_OBJECTIVE_:
In the piece about the AAAS symposium on Fukushima reporting, reproduce word for word the stretch that begins with the words "There is absolutely" and ends with "consulted and quoted.".

━━━ PASSAGE SHOWN ━━━

AAAS Symposium on Nuclear Reporting

Thanks to Nicole Stricker, PhD, who is the Science Press Officer at the Idaho National Laboratory, I've been made aware of a very interesting symposium which is to be presented by the AAAS (American Association for the Advancement of Science) this February. This event is titled "Misreporting Fukushima: A Failure of Science Journalism with Global Repercussions?" Here is a link:

Misreporting Fukushima - Symposium by AAAS in Vancouver, Feb. 20

There is absolutely no doubt in this writer's mind that the vast majority of what was reported in the mainstream press in the months immediately following the Fukushima Daiichi accident was not only incorrect, but seriously flawed. Consultation of both anti-nuclear speakers such as Arnie Gunderson, and people with no nuclear knowledge whatsoever, like Michio Kaku, was regular and normal in those days. The Union of Concerned Scientists, which actually is an organization with agendas (such as being anti-nuclear) and not some oversight panel, was also consulted and quoted.

━━━ RECORD LIST ━━━

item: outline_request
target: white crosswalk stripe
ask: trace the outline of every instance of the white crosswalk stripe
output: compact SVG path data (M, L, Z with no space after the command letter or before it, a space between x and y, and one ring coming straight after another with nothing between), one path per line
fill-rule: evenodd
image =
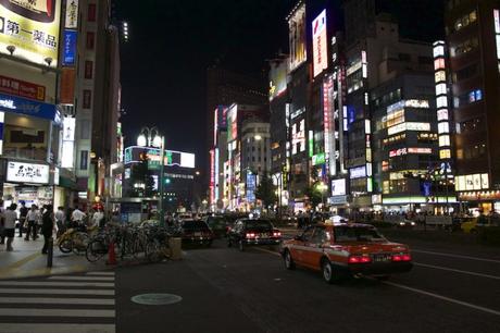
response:
M114 272L0 281L2 333L115 333Z

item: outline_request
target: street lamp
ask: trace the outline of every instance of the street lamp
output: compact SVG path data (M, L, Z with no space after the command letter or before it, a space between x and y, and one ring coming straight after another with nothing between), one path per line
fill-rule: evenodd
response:
M137 146L160 148L160 200L158 210L160 212L160 225L165 224L165 212L163 210L163 188L164 188L164 164L165 164L165 137L160 135L157 127L142 127L140 135L137 137Z

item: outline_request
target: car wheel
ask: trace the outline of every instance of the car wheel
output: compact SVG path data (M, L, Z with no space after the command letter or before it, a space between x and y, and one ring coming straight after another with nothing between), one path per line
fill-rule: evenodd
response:
M293 259L291 259L291 254L289 250L285 250L283 259L285 260L285 267L287 270L295 270L296 263L293 262Z
M73 242L71 239L63 239L59 244L59 249L63 254L70 254L73 250Z
M323 273L323 279L327 283L338 283L339 278L337 276L334 267L332 266L332 262L328 259L324 259L322 263L322 273Z
M389 275L379 275L379 276L375 276L375 279L377 279L378 281L387 281L389 280Z

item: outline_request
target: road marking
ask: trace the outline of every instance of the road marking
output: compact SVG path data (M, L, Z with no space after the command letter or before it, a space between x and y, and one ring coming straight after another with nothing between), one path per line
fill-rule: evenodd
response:
M87 272L86 275L114 276L114 272Z
M483 312L488 312L488 313L491 313L491 314L500 316L500 311L488 309L488 308L485 308L485 307L482 307L482 306L476 306L476 305L473 305L473 304L470 304L470 303L466 303L466 301L458 300L458 299L454 299L454 298L441 296L441 295L438 295L438 294L429 293L429 292L417 289L417 288L412 288L412 287L409 287L409 286L405 286L405 285L402 285L402 284L398 284L398 283L393 283L393 282L387 282L386 281L386 282L383 282L383 283L387 284L387 285L398 287L398 288L401 288L401 289L407 289L407 291L411 291L411 292L414 292L414 293L417 293L417 294L422 294L422 295L430 296L430 297L434 297L434 298L442 299L442 300L446 300L446 301L449 301L449 303L454 303L454 304L458 304L458 305L461 305L461 306L464 306L464 307L467 307L467 308L476 309L476 310L479 310L479 311L483 311Z
M0 316L5 317L91 317L91 318L114 318L114 310L90 310L90 309L7 309L0 308Z
M443 256L443 257L462 258L462 259L471 259L471 260L477 260L477 261L500 263L500 260L471 257L471 256L452 255L452 254L434 252L434 251L415 250L415 249L412 249L411 251L415 254L437 255L437 256Z
M27 256L27 257L25 257L25 258L23 258L23 259L21 259L21 260L17 260L17 261L15 261L15 262L9 264L5 269L7 269L7 270L15 270L15 269L18 269L18 268L22 267L23 264L28 263L29 261L32 261L32 260L34 260L34 259L36 259L36 258L38 258L38 257L41 257L41 254L36 252L36 254L33 254L33 255L29 255L29 256Z
M489 275L489 274L483 274L483 273L476 273L476 272L470 272L470 271L462 271L462 270L457 270L457 269L447 268L447 267L439 267L439 266L420 263L420 262L413 262L413 264L421 266L421 267L426 267L426 268L432 268L432 269L437 269L437 270L443 270L443 271L457 272L457 273L475 275L475 276L480 276L480 278L500 280L500 276L496 276L496 275Z
M49 280L114 281L114 276L73 276L73 275L62 275L62 276L50 276Z
M282 255L279 255L279 252L276 252L276 251L272 251L272 250L267 250L265 248L255 248L258 251L262 251L262 252L267 252L267 254L271 254L271 255L275 255L275 256L278 256L278 257L282 257Z
M26 288L0 288L0 294L59 294L59 295L110 295L114 291L103 289L26 289Z
M0 281L0 286L1 285L114 287L114 283L111 282Z
M0 323L2 333L115 333L114 324Z
M0 297L0 304L65 304L113 306L112 298L45 298L45 297ZM0 330L0 332L3 332Z

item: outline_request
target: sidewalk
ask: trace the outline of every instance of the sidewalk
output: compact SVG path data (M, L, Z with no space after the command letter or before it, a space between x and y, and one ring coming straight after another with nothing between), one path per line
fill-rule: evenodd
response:
M49 274L64 274L108 269L104 261L88 262L84 256L62 254L54 244L52 268L47 267L47 255L41 254L43 237L24 240L15 235L13 251L5 251L0 245L0 279L29 278Z

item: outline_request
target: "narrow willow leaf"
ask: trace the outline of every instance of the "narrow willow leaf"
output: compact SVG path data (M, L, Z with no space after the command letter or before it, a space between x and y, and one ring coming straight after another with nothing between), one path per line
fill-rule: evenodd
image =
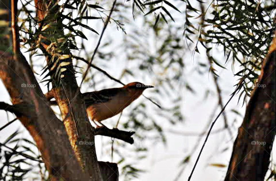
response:
M152 13L152 12L153 12L153 11L156 11L156 10L157 10L158 9L160 9L160 8L161 8L161 7L162 7L162 6L158 6L158 7L156 7L155 8L153 8L153 9L152 9L150 11L149 11L147 13L146 13L144 15L144 16L146 16L147 15L148 15L148 14L150 14L150 13Z
M70 58L70 55L62 55L59 57L60 60L64 60Z
M162 0L157 0L157 1L153 1L152 2L150 2L149 3L146 3L145 4L144 4L144 5L152 5L153 4L158 4L160 3L161 3L162 2Z
M160 14L161 14L161 16L162 16L162 17L164 19L164 20L165 21L166 23L168 24L168 22L167 21L167 20L166 20L166 18L165 17L165 16L164 15L163 15L162 13L160 13Z
M68 65L70 64L70 62L62 62L60 64L60 67L63 67L64 66Z
M178 9L176 7L175 7L175 6L174 6L173 5L172 5L172 4L171 3L170 3L170 2L168 2L166 1L166 0L164 0L163 1L164 1L164 2L166 4L170 6L171 7L174 9L175 9L176 10L178 11L179 12L179 13L181 12L180 12L180 11L178 10Z
M159 20L159 14L157 15L157 17L156 18L156 20L155 20L155 23L154 23L154 27L155 27L156 26L156 25L157 24L157 23L158 22L158 21Z
M93 8L94 9L99 8L101 9L104 9L104 8L103 7L101 7L101 6L99 6L96 5L95 4L88 4L87 5L87 6L88 6L88 7L92 7L92 8Z
M213 167L216 167L220 168L224 168L226 166L224 164L211 164L209 165Z
M226 68L225 68L225 67L224 67L222 65L221 65L219 63L218 63L218 62L216 60L214 59L214 58L212 59L212 60L213 60L213 61L218 66L221 67L222 68L224 69L226 69Z
M171 15L170 15L170 13L169 12L169 11L168 11L168 10L167 10L167 9L166 9L164 7L162 7L162 9L164 10L164 11L166 12L166 13L167 13L167 14L169 15L169 16L170 18L170 19L172 19L172 20L174 22L175 20L173 19L173 18L172 18L172 16Z
M86 11L87 12L87 11ZM97 20L98 19L101 19L101 18L100 17L96 17L95 16L83 16L82 17L78 17L76 18L76 20L80 20L81 19L84 19L85 20Z

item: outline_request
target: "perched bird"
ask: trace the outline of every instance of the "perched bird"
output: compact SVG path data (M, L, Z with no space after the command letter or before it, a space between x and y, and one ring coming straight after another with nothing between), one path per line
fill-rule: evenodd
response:
M99 122L111 118L122 112L146 89L154 87L135 82L121 87L84 93L87 116Z

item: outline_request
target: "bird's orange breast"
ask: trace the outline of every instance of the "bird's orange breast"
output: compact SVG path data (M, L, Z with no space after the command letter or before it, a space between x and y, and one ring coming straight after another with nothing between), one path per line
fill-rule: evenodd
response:
M106 119L121 112L138 97L134 95L126 96L125 94L119 94L107 102L99 102L88 106L86 110L87 115L91 120L97 121Z

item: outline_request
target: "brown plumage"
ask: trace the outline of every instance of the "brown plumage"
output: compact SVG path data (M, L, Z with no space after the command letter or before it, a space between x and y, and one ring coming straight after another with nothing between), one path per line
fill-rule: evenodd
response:
M123 87L95 91L85 101L89 119L99 122L120 113L151 85L135 82ZM85 96L86 93L84 95Z

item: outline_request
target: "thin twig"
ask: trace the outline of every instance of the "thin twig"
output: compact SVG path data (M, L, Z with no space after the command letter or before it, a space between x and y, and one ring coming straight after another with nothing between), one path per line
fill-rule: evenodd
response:
M110 20L110 17L111 16L111 14L112 14L112 12L113 12L113 11L114 10L114 8L115 7L115 5L116 4L116 0L115 0L113 3L113 4L112 5L112 7L111 8L111 10L110 10L110 13L109 13L109 15L108 15L108 16L107 18L107 19L106 20L106 23L105 24L104 26L103 26L103 30L101 31L101 36L100 36L100 39L99 39L99 41L98 42L98 44L97 44L97 46L96 46L96 48L95 48L95 50L94 50L94 52L93 53L93 55L92 55L92 57L91 57L91 59L90 60L90 61L89 62L89 64L88 64L88 66L87 67L86 70L85 71L85 73L84 73L84 75L83 76L83 79L81 80L81 82L80 82L80 85L79 87L81 87L81 85L82 84L83 82L85 79L85 77L86 77L87 73L88 73L88 70L89 69L89 68L90 68L90 67L91 66L91 63L92 63L92 61L94 59L94 57L95 56L95 55L96 54L96 53L97 52L97 50L98 50L98 48L99 48L99 46L100 45L100 44L101 43L101 38L102 38L103 36L103 33L104 32L104 31L105 31L106 29L106 27L107 27L107 25L108 24L108 22L109 22L109 20Z
M119 119L118 119L118 121L117 121L117 123L116 124L116 128L118 128L118 125L119 124L119 122L120 121L120 119L121 118L121 117L122 116L122 114L123 112L122 111L121 112L121 114L120 114L120 116L119 117ZM115 139L114 138L111 138L111 139L112 140L112 144L111 144L111 162L112 162L113 161L113 151L114 150L114 147L113 147L114 145L114 141L115 141Z
M241 81L243 81L243 79L241 80ZM219 114L218 114L218 115L217 116L216 116L216 119L215 119L215 120L212 123L212 124L211 126L211 127L210 128L210 129L209 130L209 131L208 132L208 134L207 134L207 136L206 136L206 138L205 139L205 141L204 141L204 142L203 143L203 145L202 145L202 147L201 147L200 151L199 152L199 154L198 154L198 156L197 158L196 159L196 161L195 161L195 165L193 167L193 170L192 170L192 171L191 173L191 174L190 175L190 176L189 176L189 179L188 179L188 181L189 181L192 178L192 176L193 175L193 171L194 171L195 169L195 167L196 166L196 165L197 164L198 162L198 160L199 159L199 158L200 157L200 155L201 155L201 153L202 153L202 151L203 150L203 148L204 148L204 147L205 146L205 145L206 144L206 143L207 142L207 140L208 139L208 138L209 137L209 136L210 135L210 134L211 133L211 131L212 130L212 129L213 128L213 127L214 126L214 125L215 123L216 123L216 122L218 118L220 116L224 111L225 108L226 107L226 106L227 106L227 105L228 105L228 103L232 100L232 98L233 98L233 97L234 97L234 96L236 95L236 93L239 90L239 88L240 88L240 87L241 87L241 85L242 84L241 83L239 85L239 86L237 87L235 91L233 92L233 93L232 93L232 95L231 96L231 97L230 97L230 98L229 99L229 100L228 100L227 102L226 103L226 104L225 104L225 106L224 106L223 108L221 110L221 111Z

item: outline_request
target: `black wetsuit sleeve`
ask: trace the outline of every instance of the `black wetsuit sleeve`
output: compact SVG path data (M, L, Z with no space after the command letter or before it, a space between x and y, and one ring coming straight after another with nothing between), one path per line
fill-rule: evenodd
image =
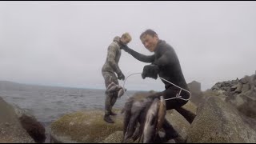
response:
M144 55L140 53L138 53L137 51L134 51L134 50L129 47L126 48L126 51L128 52L130 55L132 55L134 58L143 62L152 63L154 60L154 54Z
M159 58L154 62L154 64L158 66L166 66L167 65L173 65L177 62L175 54L172 54L170 51L165 52Z

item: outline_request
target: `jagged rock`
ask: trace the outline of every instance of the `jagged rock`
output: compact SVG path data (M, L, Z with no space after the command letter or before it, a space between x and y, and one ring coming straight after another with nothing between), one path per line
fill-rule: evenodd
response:
M182 107L195 114L197 114L198 106L190 101ZM168 110L166 118L174 126L174 130L180 134L180 142L186 142L188 135L187 133L190 128L190 123L189 123L184 118L184 117L182 117L175 110Z
M245 93L250 89L250 86L249 83L243 84L242 88L242 93Z
M248 123L231 105L210 97L198 107L188 132L189 143L235 143L256 142L256 122Z
M242 92L242 84L238 82L237 84L237 89L234 90L234 92L240 94Z
M250 77L248 75L246 75L244 78L241 78L239 82L242 84L246 84L249 82L250 79Z
M21 109L18 106L14 106L14 108L23 129L36 142L44 142L46 138L45 127L26 110Z
M0 143L34 143L22 128L13 106L0 98Z
M116 131L108 136L102 142L103 143L121 143L122 140L122 131Z
M234 85L231 86L231 91L234 91L238 88L238 85Z

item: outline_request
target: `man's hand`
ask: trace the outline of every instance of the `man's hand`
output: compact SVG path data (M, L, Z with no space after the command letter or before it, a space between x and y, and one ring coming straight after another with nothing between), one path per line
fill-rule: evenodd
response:
M123 43L121 43L120 49L122 49L126 52L128 52L128 50L130 50L130 48L127 46L127 45L125 45Z
M119 79L119 80L125 80L125 78L126 78L126 77L125 77L125 75L124 75L122 72L120 72L120 73L118 74L118 79Z
M146 77L150 77L154 79L157 79L158 70L159 70L159 68L156 65L152 64L152 65L145 66L143 68L142 77L143 79L145 79Z

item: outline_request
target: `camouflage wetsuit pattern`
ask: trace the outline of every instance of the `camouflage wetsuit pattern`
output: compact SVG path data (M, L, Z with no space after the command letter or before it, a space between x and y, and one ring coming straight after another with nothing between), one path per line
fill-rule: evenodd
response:
M106 62L102 66L102 73L105 79L105 86L106 88L112 82L117 85L119 85L116 74L122 73L119 66L118 62L121 57L121 50L118 42L120 37L115 37L113 40L113 42L109 46L107 49L107 56ZM110 115L112 107L116 102L118 98L118 92L114 93L106 93L106 100L105 100L105 114Z

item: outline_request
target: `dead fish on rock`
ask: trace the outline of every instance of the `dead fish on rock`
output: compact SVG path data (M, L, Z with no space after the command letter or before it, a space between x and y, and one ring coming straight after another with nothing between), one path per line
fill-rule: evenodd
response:
M143 143L154 142L162 127L166 114L164 98L161 96L160 100L158 98L154 100L145 98L140 102L133 99L126 103L125 108L126 115L124 118L125 131L122 142L131 136L134 141L139 138L138 142L142 140Z
M120 98L125 94L125 91L126 91L126 89L122 88L119 90L118 94L118 98Z

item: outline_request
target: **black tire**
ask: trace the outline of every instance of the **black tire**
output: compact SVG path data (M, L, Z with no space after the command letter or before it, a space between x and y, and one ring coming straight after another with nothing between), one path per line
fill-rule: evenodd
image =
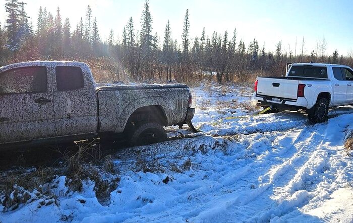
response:
M130 137L131 145L141 145L165 141L167 133L163 127L156 122L147 122L138 125Z
M314 105L313 114L309 115L310 121L315 123L323 122L327 119L328 114L328 100L325 98L318 99Z

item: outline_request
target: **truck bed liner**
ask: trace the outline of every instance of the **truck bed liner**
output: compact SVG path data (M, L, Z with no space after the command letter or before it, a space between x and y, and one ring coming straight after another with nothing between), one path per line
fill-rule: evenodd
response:
M322 79L320 78L301 78L300 77L259 77L261 78L272 78L274 79L293 80L295 81L330 81L329 79Z
M166 84L161 85L116 85L113 86L99 87L96 89L99 91L123 91L131 90L166 89L189 88L182 84Z

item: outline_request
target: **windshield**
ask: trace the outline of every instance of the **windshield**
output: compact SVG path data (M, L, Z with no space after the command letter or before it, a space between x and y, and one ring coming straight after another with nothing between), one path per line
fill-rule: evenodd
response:
M288 76L327 79L327 69L325 66L292 66Z

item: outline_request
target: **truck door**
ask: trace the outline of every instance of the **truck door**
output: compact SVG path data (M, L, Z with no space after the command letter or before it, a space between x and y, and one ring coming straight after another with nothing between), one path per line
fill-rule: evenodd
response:
M0 142L55 136L52 77L45 66L0 73Z
M333 67L334 78L333 84L333 105L339 105L346 102L347 95L347 81L343 77L341 67Z
M95 132L97 96L88 67L63 63L54 70L54 110L58 136Z
M347 84L347 95L346 103L353 102L353 71L346 67L341 67L343 78Z

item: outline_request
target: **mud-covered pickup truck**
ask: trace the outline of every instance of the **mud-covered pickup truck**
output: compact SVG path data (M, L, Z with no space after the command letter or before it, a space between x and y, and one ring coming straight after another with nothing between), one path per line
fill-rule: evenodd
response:
M329 107L353 104L353 70L324 63L288 64L285 77L258 77L254 98L274 110L304 109L309 120L325 121Z
M124 133L134 145L158 142L162 126L190 122L191 104L183 84L96 87L83 62L13 64L0 67L0 147L103 133Z

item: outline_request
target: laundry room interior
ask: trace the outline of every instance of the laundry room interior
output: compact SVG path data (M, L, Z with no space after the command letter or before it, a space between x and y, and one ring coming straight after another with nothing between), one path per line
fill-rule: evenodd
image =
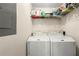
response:
M0 3L0 56L79 56L79 3Z

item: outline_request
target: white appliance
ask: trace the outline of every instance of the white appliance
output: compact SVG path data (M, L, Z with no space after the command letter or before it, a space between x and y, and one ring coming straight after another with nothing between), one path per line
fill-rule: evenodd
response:
M27 40L28 56L75 56L75 40L61 33L36 32Z
M47 36L32 36L27 40L28 56L50 56L50 40Z
M51 56L75 56L75 40L68 36L51 37Z

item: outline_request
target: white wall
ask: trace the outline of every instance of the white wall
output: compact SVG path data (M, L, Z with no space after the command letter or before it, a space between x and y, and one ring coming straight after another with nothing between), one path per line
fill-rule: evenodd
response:
M79 8L64 16L62 20L65 23L62 28L66 31L66 34L76 40L77 55L79 55Z
M33 31L52 32L61 30L61 19L45 18L33 21Z
M25 56L26 40L31 33L30 4L17 4L17 34L0 37L0 55Z

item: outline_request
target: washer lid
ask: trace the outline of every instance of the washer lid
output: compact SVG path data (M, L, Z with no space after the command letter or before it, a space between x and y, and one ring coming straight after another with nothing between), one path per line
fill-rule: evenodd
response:
M68 36L63 36L63 37L53 37L51 39L52 42L75 42L75 40L71 37Z
M49 41L47 36L31 36L27 41Z

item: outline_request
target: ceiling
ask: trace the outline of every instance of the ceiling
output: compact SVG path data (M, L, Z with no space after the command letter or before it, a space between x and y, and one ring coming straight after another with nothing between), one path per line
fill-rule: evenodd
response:
M32 7L36 8L45 8L45 7L52 7L52 8L56 8L59 7L62 3L32 3Z

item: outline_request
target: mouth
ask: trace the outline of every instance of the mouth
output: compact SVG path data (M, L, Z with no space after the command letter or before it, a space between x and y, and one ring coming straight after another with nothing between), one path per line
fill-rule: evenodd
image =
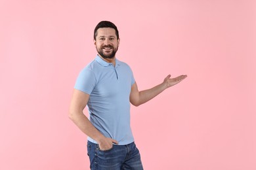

━━━

_OUTPUT BELOW_:
There is absolutely no doubt in this writer's mind that the vast majority of what was reported in the mainstream press in the months immediately following the Fukushima Daiichi accident was not only incorrect, but seriously flawed. Consultation of both anti-nuclear speakers such as Arnie Gunderson, and people with no nuclear knowledge whatsoever, like Michio Kaku, was regular and normal in those days. The Union of Concerned Scientists, which actually is an organization with agendas (such as being anti-nuclear) and not some oversight panel, was also consulted and quoted.